##### DATA FOR THE TASK

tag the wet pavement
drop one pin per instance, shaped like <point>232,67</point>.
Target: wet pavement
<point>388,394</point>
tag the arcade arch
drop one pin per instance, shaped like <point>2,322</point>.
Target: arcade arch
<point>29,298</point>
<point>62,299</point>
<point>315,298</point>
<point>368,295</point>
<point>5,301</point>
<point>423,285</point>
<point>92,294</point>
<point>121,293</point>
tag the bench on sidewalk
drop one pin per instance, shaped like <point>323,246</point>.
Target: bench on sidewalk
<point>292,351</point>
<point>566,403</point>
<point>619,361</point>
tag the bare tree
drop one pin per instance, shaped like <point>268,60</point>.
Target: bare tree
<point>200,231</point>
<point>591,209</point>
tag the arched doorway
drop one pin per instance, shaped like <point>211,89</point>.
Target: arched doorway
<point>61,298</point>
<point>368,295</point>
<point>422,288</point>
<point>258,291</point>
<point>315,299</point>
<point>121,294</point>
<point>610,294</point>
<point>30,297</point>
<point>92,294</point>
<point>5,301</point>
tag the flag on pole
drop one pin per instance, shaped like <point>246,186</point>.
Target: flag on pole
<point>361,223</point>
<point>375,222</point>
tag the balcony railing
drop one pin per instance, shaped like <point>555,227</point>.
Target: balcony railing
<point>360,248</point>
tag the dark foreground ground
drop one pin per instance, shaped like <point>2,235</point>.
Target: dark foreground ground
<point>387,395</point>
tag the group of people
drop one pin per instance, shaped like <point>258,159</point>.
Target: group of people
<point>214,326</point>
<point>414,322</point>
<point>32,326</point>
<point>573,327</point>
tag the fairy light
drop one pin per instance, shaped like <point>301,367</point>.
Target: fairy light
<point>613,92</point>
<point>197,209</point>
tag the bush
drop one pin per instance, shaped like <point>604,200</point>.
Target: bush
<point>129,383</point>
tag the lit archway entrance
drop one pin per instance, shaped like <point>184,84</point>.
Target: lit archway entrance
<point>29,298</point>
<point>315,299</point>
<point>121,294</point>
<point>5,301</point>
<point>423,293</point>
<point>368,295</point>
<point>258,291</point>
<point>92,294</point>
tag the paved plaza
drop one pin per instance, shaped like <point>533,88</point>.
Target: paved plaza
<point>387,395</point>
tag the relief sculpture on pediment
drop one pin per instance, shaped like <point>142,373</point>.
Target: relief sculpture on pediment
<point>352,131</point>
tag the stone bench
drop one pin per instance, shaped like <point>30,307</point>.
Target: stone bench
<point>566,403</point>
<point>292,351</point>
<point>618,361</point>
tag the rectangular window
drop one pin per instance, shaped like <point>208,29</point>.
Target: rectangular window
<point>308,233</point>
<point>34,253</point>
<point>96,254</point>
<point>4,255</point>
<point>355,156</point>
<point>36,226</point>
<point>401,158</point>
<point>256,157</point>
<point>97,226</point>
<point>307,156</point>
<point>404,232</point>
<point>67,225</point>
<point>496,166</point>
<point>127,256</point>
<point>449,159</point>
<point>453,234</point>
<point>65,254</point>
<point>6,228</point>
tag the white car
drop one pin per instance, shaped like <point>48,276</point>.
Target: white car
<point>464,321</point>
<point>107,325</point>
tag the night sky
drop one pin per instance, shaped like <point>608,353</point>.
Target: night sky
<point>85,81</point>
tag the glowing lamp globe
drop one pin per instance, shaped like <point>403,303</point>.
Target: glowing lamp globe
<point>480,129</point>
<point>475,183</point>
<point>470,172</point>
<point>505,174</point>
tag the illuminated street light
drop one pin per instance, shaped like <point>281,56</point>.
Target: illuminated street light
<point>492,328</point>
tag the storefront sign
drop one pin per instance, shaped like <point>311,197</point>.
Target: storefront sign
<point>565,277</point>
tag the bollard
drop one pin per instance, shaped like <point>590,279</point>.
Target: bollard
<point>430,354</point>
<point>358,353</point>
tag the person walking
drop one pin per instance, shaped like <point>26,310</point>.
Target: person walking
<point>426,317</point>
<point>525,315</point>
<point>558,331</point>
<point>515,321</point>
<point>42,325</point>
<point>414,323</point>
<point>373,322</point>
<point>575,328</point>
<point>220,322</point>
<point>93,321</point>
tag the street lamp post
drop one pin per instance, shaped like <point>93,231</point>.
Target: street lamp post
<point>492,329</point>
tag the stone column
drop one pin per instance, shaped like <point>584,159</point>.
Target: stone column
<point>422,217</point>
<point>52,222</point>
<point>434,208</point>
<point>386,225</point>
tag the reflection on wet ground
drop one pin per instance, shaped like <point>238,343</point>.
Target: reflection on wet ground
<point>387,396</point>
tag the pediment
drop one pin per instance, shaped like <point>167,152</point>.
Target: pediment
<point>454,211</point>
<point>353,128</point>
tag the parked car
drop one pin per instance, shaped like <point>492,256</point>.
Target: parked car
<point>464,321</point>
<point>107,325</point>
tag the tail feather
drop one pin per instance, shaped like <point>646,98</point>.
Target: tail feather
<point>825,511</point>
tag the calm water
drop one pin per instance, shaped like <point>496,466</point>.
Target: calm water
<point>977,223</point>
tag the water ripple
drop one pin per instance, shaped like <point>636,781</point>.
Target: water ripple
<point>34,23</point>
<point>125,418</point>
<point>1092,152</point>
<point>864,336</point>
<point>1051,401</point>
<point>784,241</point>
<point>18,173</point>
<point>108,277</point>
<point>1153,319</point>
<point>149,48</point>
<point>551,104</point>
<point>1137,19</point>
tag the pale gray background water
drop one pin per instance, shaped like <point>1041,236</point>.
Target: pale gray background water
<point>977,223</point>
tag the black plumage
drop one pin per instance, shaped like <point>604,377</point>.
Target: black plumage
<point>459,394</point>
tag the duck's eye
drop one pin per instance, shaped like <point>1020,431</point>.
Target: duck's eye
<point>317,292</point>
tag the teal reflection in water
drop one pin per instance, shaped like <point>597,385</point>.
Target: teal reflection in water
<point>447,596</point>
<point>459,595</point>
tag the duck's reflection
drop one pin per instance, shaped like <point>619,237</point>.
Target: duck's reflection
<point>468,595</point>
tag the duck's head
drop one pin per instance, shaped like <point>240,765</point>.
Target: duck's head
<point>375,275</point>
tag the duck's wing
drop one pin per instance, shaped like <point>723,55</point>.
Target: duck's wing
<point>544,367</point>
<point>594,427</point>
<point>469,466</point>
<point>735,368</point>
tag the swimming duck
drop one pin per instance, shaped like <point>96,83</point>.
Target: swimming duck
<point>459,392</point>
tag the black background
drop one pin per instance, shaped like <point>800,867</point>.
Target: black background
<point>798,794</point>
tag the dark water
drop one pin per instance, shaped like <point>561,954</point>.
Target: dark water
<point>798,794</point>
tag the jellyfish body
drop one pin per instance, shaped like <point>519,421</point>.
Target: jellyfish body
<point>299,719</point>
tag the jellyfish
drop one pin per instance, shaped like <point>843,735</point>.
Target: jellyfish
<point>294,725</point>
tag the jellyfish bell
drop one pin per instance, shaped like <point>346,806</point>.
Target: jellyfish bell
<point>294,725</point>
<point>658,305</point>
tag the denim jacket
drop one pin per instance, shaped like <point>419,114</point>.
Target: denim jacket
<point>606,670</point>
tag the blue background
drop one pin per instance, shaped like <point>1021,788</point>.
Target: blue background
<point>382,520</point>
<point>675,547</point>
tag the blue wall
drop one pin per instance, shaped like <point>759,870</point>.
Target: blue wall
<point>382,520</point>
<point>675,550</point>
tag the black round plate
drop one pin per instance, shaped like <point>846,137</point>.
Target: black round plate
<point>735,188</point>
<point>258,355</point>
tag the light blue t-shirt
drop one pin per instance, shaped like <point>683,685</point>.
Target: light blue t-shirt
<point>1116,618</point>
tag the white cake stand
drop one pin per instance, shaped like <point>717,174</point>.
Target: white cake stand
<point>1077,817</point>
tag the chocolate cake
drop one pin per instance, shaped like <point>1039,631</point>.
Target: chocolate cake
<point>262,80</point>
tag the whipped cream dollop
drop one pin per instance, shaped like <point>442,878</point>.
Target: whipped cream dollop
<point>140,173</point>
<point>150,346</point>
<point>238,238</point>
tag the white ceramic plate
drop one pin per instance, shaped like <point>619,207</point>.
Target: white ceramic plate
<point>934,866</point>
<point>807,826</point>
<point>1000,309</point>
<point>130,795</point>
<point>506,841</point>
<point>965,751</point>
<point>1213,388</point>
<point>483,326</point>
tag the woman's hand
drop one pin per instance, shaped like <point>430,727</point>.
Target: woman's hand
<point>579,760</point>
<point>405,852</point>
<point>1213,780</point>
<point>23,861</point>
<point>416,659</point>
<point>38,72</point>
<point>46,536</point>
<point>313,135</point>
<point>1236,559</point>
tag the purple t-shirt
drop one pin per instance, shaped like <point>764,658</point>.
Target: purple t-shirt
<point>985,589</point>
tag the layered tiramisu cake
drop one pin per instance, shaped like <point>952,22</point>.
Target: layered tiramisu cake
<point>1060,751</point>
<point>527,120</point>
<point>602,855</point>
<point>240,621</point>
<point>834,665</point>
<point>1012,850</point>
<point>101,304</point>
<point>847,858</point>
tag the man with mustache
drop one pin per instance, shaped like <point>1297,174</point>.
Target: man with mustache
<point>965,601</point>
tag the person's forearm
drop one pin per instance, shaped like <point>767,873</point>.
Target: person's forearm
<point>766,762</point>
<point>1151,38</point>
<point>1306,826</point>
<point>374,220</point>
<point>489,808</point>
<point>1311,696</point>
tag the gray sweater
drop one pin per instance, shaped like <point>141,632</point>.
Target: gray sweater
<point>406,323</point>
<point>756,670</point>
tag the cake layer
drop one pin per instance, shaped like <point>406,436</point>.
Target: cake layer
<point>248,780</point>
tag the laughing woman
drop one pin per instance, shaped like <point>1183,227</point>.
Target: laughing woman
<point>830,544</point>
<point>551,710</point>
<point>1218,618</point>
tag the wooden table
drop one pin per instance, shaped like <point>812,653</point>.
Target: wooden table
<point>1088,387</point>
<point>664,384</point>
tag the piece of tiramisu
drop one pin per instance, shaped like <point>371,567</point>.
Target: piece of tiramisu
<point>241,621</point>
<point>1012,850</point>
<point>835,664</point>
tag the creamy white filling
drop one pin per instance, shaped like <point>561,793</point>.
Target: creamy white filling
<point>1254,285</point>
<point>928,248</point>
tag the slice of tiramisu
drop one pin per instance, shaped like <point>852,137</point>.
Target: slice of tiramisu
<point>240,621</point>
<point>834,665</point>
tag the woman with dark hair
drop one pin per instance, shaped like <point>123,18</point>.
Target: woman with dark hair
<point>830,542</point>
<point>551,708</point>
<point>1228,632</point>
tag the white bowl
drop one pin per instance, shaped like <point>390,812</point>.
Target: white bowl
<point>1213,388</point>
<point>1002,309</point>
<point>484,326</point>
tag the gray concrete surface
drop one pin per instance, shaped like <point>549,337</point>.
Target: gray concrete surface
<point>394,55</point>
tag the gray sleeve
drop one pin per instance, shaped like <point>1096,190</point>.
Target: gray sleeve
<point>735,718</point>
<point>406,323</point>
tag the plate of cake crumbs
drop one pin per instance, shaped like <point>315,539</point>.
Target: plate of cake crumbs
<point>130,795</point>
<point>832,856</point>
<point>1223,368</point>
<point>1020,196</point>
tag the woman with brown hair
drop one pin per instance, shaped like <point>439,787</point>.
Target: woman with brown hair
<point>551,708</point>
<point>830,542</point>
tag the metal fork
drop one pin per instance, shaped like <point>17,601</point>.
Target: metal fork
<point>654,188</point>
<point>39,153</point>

##########

| STATED EXERCISE |
For this exercise, please retype exactly the lines in the listing from the line with "tag the piece of tiramisu" through its last line, both ends included.

| RESPONSE |
tag the piece of tiramisu
drop one pin per instance, shaped like <point>371,567</point>.
Target: piece of tiramisu
<point>241,621</point>
<point>1012,850</point>
<point>835,664</point>
tag the creamy white filling
drop one pin per instance, shaped like <point>561,793</point>.
Target: creamy white filling
<point>1254,285</point>
<point>928,248</point>
tag the slice of tiramisu
drop one pin per instance, shaped like <point>852,137</point>.
Target: slice of tiramisu
<point>240,621</point>
<point>834,665</point>
tag the woman with dark hair
drop one pin per instance, shaped like <point>123,18</point>.
Target: woman with dark hair
<point>830,542</point>
<point>551,708</point>
<point>1228,632</point>
tag the white bowl
drop one pin per instance, shaped like <point>390,812</point>.
Target: white bowl
<point>1213,388</point>
<point>1002,309</point>
<point>484,326</point>
tag the gray concrete surface
drop one pin per instance, shaped like <point>549,337</point>.
Target: gray concrete surface
<point>394,55</point>
tag the gray sleeve
drop one pin per instance, shaped like <point>1096,190</point>.
Target: gray sleeve
<point>735,718</point>
<point>406,323</point>
tag the plate of cake crumbs
drop one pin per instance, shaped like <point>315,539</point>.
Target: plate of cake crumbs
<point>130,795</point>
<point>832,856</point>
<point>1223,368</point>
<point>1020,196</point>
tag the woman with brown hair
drop one pin per instance, shaped like <point>439,787</point>.
Target: woman with brown hair
<point>551,708</point>
<point>830,542</point>
tag the metal fork
drop one pin per instance, shaped like <point>17,601</point>.
Target: metal fork
<point>654,188</point>
<point>39,153</point>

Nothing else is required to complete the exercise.